— START OF Entries shown —

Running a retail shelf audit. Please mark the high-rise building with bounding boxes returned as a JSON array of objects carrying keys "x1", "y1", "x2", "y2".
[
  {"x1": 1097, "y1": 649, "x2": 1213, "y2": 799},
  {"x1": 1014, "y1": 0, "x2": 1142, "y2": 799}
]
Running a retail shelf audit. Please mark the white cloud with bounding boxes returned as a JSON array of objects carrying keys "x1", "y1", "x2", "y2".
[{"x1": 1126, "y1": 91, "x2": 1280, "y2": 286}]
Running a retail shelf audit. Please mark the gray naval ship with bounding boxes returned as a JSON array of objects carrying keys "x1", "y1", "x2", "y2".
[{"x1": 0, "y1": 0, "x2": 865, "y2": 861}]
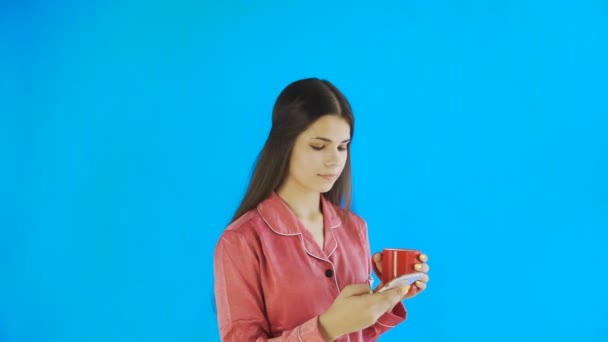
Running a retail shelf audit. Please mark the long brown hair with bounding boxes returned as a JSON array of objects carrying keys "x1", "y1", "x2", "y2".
[{"x1": 232, "y1": 78, "x2": 355, "y2": 222}]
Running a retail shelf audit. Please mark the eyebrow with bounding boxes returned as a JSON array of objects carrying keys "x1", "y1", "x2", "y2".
[{"x1": 311, "y1": 137, "x2": 350, "y2": 144}]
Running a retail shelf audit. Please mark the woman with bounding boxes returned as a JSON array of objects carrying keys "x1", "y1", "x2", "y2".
[{"x1": 214, "y1": 78, "x2": 428, "y2": 342}]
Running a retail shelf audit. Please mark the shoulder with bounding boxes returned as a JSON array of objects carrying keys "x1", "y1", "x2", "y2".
[{"x1": 332, "y1": 204, "x2": 367, "y2": 236}]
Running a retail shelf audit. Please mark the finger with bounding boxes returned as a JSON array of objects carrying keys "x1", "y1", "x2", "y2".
[
  {"x1": 414, "y1": 264, "x2": 430, "y2": 273},
  {"x1": 379, "y1": 285, "x2": 411, "y2": 308},
  {"x1": 340, "y1": 284, "x2": 372, "y2": 297},
  {"x1": 373, "y1": 253, "x2": 382, "y2": 273},
  {"x1": 420, "y1": 274, "x2": 429, "y2": 283},
  {"x1": 374, "y1": 252, "x2": 382, "y2": 262},
  {"x1": 418, "y1": 253, "x2": 429, "y2": 262}
]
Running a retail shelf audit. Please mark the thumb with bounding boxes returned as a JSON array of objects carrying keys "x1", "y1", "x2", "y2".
[
  {"x1": 339, "y1": 284, "x2": 372, "y2": 297},
  {"x1": 382, "y1": 285, "x2": 410, "y2": 304}
]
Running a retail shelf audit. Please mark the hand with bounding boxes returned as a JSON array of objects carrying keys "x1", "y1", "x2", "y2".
[
  {"x1": 373, "y1": 253, "x2": 429, "y2": 299},
  {"x1": 319, "y1": 284, "x2": 410, "y2": 341}
]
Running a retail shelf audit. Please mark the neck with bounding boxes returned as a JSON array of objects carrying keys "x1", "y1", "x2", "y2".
[{"x1": 277, "y1": 186, "x2": 323, "y2": 220}]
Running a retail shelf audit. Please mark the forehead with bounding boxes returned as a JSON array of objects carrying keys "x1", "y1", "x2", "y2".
[{"x1": 303, "y1": 115, "x2": 350, "y2": 141}]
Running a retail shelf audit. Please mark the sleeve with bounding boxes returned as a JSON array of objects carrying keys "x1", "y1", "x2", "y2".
[
  {"x1": 362, "y1": 220, "x2": 407, "y2": 341},
  {"x1": 213, "y1": 231, "x2": 325, "y2": 342}
]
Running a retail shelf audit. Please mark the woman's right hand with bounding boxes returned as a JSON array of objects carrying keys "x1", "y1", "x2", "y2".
[{"x1": 319, "y1": 284, "x2": 410, "y2": 342}]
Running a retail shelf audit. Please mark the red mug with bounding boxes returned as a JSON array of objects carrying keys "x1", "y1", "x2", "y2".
[{"x1": 372, "y1": 248, "x2": 422, "y2": 284}]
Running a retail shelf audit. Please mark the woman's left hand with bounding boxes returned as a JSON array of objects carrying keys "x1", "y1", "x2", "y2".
[{"x1": 374, "y1": 253, "x2": 429, "y2": 299}]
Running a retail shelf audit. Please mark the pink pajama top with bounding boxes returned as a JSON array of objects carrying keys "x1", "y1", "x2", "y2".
[{"x1": 214, "y1": 192, "x2": 406, "y2": 342}]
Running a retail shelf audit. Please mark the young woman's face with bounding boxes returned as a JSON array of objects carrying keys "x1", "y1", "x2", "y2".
[{"x1": 286, "y1": 115, "x2": 350, "y2": 193}]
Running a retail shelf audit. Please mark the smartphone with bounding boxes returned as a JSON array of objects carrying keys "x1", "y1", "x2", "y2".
[{"x1": 375, "y1": 272, "x2": 424, "y2": 293}]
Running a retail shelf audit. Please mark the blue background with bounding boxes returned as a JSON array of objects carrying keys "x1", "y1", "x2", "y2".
[{"x1": 0, "y1": 0, "x2": 608, "y2": 341}]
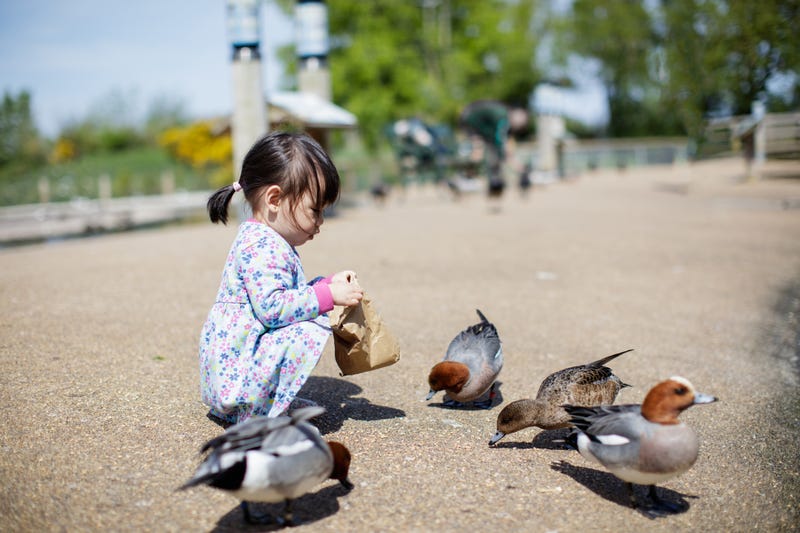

— END OF Entries shown —

* Request *
How many lines in the entries above contain the string "woman"? Reply with the number alone.

* Task output *
4